## Work request
With the records in front of you, set every one of them down exactly.

[Data entries]
+--
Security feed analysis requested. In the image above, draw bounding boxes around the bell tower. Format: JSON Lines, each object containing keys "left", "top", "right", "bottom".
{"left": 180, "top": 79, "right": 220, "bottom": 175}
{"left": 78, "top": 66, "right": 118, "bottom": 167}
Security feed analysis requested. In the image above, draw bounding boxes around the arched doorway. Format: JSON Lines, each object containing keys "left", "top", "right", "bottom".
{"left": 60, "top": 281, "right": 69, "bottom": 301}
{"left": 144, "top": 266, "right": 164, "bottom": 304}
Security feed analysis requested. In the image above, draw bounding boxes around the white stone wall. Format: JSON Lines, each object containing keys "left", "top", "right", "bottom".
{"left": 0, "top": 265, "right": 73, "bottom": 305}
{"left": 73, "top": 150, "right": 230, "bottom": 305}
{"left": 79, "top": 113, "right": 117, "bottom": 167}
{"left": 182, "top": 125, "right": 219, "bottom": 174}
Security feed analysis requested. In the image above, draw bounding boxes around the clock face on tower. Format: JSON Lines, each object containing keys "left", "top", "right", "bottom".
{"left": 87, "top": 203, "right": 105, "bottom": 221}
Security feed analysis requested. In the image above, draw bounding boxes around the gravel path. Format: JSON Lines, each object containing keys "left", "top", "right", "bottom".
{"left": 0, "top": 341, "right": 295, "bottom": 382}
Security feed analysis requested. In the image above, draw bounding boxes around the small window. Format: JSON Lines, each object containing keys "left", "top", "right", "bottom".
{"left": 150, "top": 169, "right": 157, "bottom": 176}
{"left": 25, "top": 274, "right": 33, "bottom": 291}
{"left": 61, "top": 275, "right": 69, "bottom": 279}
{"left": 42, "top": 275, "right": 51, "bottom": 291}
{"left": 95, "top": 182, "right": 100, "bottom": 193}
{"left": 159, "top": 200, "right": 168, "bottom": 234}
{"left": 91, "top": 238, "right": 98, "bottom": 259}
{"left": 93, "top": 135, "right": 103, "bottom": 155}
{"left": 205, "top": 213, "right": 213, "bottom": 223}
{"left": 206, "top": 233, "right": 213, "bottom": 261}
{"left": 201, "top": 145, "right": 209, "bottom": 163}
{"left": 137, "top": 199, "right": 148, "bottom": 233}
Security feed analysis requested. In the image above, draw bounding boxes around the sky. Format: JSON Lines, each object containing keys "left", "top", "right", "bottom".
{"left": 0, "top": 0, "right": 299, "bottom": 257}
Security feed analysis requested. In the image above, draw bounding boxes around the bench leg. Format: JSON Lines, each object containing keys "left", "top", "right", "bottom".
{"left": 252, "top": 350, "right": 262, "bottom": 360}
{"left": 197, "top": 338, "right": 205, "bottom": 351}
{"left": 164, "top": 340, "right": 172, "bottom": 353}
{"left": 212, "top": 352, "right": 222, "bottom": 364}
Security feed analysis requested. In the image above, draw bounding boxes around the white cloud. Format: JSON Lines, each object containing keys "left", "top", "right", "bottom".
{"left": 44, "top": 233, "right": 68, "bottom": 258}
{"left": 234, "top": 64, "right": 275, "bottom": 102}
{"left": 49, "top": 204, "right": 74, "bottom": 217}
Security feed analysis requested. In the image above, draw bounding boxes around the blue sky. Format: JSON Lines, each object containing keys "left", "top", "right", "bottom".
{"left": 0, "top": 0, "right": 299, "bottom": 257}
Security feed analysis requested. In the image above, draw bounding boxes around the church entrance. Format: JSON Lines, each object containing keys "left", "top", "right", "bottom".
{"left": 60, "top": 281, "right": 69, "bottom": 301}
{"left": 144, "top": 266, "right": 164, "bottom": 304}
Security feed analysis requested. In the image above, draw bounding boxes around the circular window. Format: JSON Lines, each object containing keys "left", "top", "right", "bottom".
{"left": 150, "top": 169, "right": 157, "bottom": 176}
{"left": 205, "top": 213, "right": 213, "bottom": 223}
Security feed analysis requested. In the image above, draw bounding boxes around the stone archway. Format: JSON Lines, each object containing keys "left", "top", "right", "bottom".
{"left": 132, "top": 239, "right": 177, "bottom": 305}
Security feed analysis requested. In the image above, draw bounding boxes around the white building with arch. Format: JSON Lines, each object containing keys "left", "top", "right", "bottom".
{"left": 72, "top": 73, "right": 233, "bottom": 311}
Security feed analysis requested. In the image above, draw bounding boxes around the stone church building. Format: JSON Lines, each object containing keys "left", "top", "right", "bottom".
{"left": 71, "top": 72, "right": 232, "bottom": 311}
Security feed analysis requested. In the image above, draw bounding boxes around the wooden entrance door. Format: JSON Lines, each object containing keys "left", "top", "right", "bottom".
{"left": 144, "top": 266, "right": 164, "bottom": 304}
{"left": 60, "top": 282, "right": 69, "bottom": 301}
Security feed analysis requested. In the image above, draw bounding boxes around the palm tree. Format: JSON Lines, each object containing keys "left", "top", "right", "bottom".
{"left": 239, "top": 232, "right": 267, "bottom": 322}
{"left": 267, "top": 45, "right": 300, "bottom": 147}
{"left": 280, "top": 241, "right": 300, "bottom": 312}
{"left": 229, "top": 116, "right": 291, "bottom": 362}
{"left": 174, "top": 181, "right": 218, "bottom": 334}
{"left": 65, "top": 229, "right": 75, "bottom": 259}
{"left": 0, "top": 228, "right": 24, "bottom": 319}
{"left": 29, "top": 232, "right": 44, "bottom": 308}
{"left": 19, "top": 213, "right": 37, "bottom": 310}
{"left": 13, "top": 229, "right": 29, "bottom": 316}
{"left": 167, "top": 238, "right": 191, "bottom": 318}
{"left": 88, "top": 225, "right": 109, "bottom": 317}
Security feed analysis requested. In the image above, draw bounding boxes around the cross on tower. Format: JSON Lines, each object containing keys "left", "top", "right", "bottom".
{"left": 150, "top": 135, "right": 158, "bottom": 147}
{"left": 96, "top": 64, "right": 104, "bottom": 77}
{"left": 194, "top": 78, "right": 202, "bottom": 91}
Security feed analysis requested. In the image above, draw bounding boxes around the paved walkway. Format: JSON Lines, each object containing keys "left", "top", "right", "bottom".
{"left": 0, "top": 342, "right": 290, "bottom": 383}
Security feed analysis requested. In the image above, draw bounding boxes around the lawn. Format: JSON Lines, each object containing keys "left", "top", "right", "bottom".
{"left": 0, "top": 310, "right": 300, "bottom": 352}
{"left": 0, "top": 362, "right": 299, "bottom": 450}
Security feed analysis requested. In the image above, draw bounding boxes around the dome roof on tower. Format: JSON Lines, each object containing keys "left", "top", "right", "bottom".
+--
## Response to this exercise
Security feed analysis requested. In the image above, draw bounding boxes around the bell tower. Format: JSON Lines, each object containing keys "left", "top", "right", "bottom".
{"left": 180, "top": 79, "right": 220, "bottom": 175}
{"left": 78, "top": 66, "right": 118, "bottom": 167}
Security feed analysis requested. In the image above, draw bounding boxes around the arched doorway. Format: JSON Lines, each object containing keys "left", "top", "right", "bottom".
{"left": 60, "top": 281, "right": 69, "bottom": 301}
{"left": 144, "top": 266, "right": 164, "bottom": 304}
Security feed analysis requested. In the image above, draw bounding boxes around the white stone wall. Format: JSON Lines, each object containing keys "left", "top", "right", "bottom".
{"left": 0, "top": 265, "right": 73, "bottom": 305}
{"left": 73, "top": 150, "right": 230, "bottom": 305}
{"left": 79, "top": 113, "right": 117, "bottom": 167}
{"left": 182, "top": 125, "right": 219, "bottom": 174}
Security feed analysis requested. In the image above, draw bounding boxes around the clock face on tower. Format: JSON Lines, each object containing keys "left", "top", "right", "bottom".
{"left": 87, "top": 203, "right": 105, "bottom": 221}
Security feed analysis requested. In the image above, draw bounding boxes around the gravel path. Format: JSON Lines, each object containing keys "left", "top", "right", "bottom".
{"left": 0, "top": 341, "right": 295, "bottom": 382}
Security feed analysis requested. In the image above, draw bounding boxes around the small window. Format: JSON Lines, each object containing keys "left", "top", "right", "bottom".
{"left": 150, "top": 169, "right": 157, "bottom": 176}
{"left": 25, "top": 274, "right": 33, "bottom": 291}
{"left": 61, "top": 275, "right": 69, "bottom": 279}
{"left": 42, "top": 275, "right": 51, "bottom": 291}
{"left": 95, "top": 182, "right": 100, "bottom": 193}
{"left": 159, "top": 200, "right": 168, "bottom": 234}
{"left": 91, "top": 238, "right": 98, "bottom": 259}
{"left": 93, "top": 135, "right": 103, "bottom": 155}
{"left": 205, "top": 213, "right": 213, "bottom": 223}
{"left": 206, "top": 233, "right": 213, "bottom": 261}
{"left": 201, "top": 145, "right": 209, "bottom": 163}
{"left": 137, "top": 199, "right": 148, "bottom": 233}
Security feed analysis requested. In the image above, draw bounding boxes around the sky. Format: JSON Lines, each object containing keys "left", "top", "right", "bottom".
{"left": 0, "top": 0, "right": 299, "bottom": 257}
Security feed analysis requested. In the image above, draw bounding boxes around the bench leg. Format: JSON Lines, each object containing keys "left", "top", "right", "bottom".
{"left": 252, "top": 350, "right": 262, "bottom": 360}
{"left": 197, "top": 338, "right": 205, "bottom": 351}
{"left": 164, "top": 340, "right": 172, "bottom": 353}
{"left": 212, "top": 352, "right": 222, "bottom": 364}
Security feed analysis requested. In the image above, draw bounding boxes around the white cloud. Format: JSON Lines, each object containing keys "left", "top", "right", "bottom".
{"left": 44, "top": 233, "right": 68, "bottom": 258}
{"left": 234, "top": 64, "right": 275, "bottom": 102}
{"left": 49, "top": 204, "right": 74, "bottom": 217}
Security feed analysis requested. In the image above, draw bounding boxes around the blue sky. Format: JSON Lines, each object containing keys "left", "top", "right", "bottom".
{"left": 0, "top": 0, "right": 299, "bottom": 257}
Security feed analysis requested. In the image above, draw bounding boxes around the church entrance. Format: JSON Lines, each object containing keys "left", "top", "right", "bottom".
{"left": 60, "top": 281, "right": 69, "bottom": 301}
{"left": 144, "top": 266, "right": 164, "bottom": 304}
Security feed analysis requested. In the image above, draw bounding boxes around the circular window. Format: JSON Lines, each object containing keys "left", "top", "right", "bottom".
{"left": 150, "top": 169, "right": 157, "bottom": 176}
{"left": 205, "top": 213, "right": 213, "bottom": 223}
Security feed analysis requested. In the image above, draw bounding boxes around the stone archway. Format: JSON Lines, each object containing keys "left", "top", "right", "bottom".
{"left": 132, "top": 239, "right": 177, "bottom": 305}
Security feed analysis requested. In the image above, draw bounding boxes around the white building with arch. Format: JSON Lines, each object containing keys "left", "top", "right", "bottom".
{"left": 72, "top": 73, "right": 233, "bottom": 311}
Security feed analysis requested. In the image above, draw bounding boxes around the stone church building. Format: JSON Lines, each object containing keys "left", "top", "right", "bottom".
{"left": 71, "top": 72, "right": 232, "bottom": 311}
Security feed analysis requested. In the image above, draw bounding boxes around the wooden entrance door. Format: JSON Lines, each object containing keys "left", "top", "right", "bottom".
{"left": 144, "top": 266, "right": 164, "bottom": 304}
{"left": 60, "top": 282, "right": 69, "bottom": 301}
Security feed analysis requested. In the image above, draw bounding boxes around the palm tree. Format: JSON Lines, each object containing keys "left", "top", "right", "bottom".
{"left": 239, "top": 232, "right": 267, "bottom": 322}
{"left": 267, "top": 45, "right": 300, "bottom": 147}
{"left": 280, "top": 241, "right": 300, "bottom": 312}
{"left": 229, "top": 116, "right": 291, "bottom": 362}
{"left": 174, "top": 181, "right": 218, "bottom": 334}
{"left": 65, "top": 229, "right": 75, "bottom": 259}
{"left": 0, "top": 228, "right": 24, "bottom": 319}
{"left": 29, "top": 232, "right": 44, "bottom": 308}
{"left": 19, "top": 213, "right": 37, "bottom": 310}
{"left": 13, "top": 229, "right": 29, "bottom": 316}
{"left": 167, "top": 238, "right": 191, "bottom": 318}
{"left": 88, "top": 225, "right": 109, "bottom": 317}
Security feed analysis requested. In the image above, draw bounding boxes around the cross on tower. Format: JSON Lines, each object containing keys "left", "top", "right", "bottom".
{"left": 150, "top": 135, "right": 158, "bottom": 147}
{"left": 96, "top": 64, "right": 104, "bottom": 77}
{"left": 194, "top": 78, "right": 202, "bottom": 91}
Security feed analysis requested. In the image above, draw bounding boxes around the paved walkway. Format: JSON Lines, each object containing keys "left", "top", "right", "bottom".
{"left": 0, "top": 342, "right": 290, "bottom": 383}
Security feed analysis requested. In the image above, draw bounding boxes around the lawn. Format: JSON Lines, each object containing keys "left", "top", "right", "bottom".
{"left": 0, "top": 310, "right": 300, "bottom": 352}
{"left": 0, "top": 362, "right": 299, "bottom": 450}
Security feed analysis requested. In the image above, draw bounding boxes around the dome roof on tower. Format: JSON Lines, each object containing keys "left", "top", "right", "bottom".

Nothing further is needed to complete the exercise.